List each line of the data that holds the string "arched".

++++++++

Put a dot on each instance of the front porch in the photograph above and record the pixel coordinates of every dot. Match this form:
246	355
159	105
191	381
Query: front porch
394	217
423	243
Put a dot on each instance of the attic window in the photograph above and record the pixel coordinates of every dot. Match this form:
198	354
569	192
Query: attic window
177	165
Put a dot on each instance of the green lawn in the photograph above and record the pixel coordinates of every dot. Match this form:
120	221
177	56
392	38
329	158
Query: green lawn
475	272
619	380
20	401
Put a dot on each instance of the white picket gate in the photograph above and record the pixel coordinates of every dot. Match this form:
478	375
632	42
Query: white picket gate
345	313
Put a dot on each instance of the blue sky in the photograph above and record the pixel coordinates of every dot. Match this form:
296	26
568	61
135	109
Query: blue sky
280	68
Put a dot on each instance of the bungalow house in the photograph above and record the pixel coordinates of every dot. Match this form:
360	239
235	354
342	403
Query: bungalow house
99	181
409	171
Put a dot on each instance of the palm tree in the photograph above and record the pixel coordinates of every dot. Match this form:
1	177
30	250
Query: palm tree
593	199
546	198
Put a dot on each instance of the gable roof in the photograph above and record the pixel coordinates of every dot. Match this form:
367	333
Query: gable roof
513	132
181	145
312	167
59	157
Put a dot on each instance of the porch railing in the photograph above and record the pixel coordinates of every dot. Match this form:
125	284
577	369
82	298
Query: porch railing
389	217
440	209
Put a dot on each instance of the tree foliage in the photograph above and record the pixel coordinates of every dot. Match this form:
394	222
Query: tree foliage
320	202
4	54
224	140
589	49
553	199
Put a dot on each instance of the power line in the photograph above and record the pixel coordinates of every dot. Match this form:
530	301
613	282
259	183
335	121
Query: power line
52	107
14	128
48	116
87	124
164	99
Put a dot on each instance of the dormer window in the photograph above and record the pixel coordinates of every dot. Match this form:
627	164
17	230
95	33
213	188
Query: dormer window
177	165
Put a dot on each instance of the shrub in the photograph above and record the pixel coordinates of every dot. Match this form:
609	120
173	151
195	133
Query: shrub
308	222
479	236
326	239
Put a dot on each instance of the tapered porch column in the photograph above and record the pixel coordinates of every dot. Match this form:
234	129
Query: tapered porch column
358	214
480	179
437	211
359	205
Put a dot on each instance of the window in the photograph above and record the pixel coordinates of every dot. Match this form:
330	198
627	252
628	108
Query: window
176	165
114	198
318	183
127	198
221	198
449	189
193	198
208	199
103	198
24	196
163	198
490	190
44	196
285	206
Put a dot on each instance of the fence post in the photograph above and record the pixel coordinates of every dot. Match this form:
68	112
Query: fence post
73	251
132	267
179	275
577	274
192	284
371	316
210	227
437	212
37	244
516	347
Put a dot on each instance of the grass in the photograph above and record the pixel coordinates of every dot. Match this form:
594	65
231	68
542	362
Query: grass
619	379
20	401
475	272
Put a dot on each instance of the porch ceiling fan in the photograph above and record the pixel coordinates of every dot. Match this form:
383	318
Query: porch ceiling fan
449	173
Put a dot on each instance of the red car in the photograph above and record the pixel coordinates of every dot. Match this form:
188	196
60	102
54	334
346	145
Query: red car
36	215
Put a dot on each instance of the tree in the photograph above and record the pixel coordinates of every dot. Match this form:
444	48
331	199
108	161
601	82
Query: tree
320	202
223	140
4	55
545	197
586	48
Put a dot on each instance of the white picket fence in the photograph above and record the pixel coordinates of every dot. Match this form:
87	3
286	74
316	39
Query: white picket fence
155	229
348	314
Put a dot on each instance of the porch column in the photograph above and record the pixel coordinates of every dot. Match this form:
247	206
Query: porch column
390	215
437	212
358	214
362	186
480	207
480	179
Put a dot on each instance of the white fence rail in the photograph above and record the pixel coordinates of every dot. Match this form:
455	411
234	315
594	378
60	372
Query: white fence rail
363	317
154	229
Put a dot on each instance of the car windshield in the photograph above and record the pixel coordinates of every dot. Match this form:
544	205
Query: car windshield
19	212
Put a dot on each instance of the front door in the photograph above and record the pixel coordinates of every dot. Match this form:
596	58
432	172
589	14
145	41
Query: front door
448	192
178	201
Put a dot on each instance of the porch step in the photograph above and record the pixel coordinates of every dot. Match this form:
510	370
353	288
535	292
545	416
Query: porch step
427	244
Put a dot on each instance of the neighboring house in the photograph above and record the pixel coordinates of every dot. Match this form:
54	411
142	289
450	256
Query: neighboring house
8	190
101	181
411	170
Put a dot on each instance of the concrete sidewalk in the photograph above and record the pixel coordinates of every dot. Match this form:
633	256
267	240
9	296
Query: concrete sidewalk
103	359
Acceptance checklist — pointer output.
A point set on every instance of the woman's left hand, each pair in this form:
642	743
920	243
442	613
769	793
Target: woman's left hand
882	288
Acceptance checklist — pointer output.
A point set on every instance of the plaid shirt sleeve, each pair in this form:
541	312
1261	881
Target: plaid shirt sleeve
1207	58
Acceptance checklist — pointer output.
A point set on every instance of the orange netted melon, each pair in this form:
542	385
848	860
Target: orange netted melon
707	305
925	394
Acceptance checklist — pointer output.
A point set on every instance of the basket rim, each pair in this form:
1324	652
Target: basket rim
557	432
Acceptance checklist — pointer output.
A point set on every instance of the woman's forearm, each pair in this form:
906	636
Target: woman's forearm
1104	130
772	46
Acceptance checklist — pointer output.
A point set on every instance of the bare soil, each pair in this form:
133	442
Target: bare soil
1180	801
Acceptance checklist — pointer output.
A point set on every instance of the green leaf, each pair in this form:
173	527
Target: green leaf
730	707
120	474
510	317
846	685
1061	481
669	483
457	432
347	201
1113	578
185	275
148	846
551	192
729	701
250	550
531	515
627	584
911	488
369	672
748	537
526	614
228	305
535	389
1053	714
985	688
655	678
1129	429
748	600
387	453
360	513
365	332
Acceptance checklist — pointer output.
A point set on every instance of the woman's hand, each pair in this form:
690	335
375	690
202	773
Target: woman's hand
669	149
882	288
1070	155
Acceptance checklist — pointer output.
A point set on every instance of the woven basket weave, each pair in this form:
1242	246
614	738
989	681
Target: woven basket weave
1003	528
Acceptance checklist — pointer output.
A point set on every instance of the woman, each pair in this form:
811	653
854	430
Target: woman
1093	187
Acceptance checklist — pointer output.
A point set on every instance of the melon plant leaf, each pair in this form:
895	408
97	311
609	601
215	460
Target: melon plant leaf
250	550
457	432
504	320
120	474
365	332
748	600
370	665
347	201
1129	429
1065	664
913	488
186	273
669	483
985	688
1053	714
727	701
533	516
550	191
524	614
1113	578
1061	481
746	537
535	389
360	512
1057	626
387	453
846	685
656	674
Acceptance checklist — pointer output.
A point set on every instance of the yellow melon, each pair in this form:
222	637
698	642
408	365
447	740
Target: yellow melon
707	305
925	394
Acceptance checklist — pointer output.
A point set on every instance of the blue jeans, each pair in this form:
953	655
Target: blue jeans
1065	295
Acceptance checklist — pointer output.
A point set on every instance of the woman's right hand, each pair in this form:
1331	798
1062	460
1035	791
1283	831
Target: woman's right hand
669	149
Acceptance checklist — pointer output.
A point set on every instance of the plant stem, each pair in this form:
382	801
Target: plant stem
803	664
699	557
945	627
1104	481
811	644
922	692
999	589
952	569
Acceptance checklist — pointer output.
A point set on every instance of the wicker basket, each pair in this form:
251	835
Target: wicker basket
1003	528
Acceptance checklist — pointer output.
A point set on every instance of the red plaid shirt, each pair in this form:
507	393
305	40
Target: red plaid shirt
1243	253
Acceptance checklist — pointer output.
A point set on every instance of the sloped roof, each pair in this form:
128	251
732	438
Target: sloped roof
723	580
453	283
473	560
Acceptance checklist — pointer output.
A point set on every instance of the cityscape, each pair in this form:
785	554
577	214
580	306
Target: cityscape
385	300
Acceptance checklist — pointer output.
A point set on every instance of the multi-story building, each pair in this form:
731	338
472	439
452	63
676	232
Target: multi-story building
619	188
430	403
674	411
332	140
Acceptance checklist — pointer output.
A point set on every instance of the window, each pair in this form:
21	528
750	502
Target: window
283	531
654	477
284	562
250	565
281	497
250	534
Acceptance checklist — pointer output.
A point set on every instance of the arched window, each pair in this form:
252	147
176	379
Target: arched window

++++++++

ANSWER SPACE:
A point set on every instance of the arched window, each pair in this form:
Target: arched window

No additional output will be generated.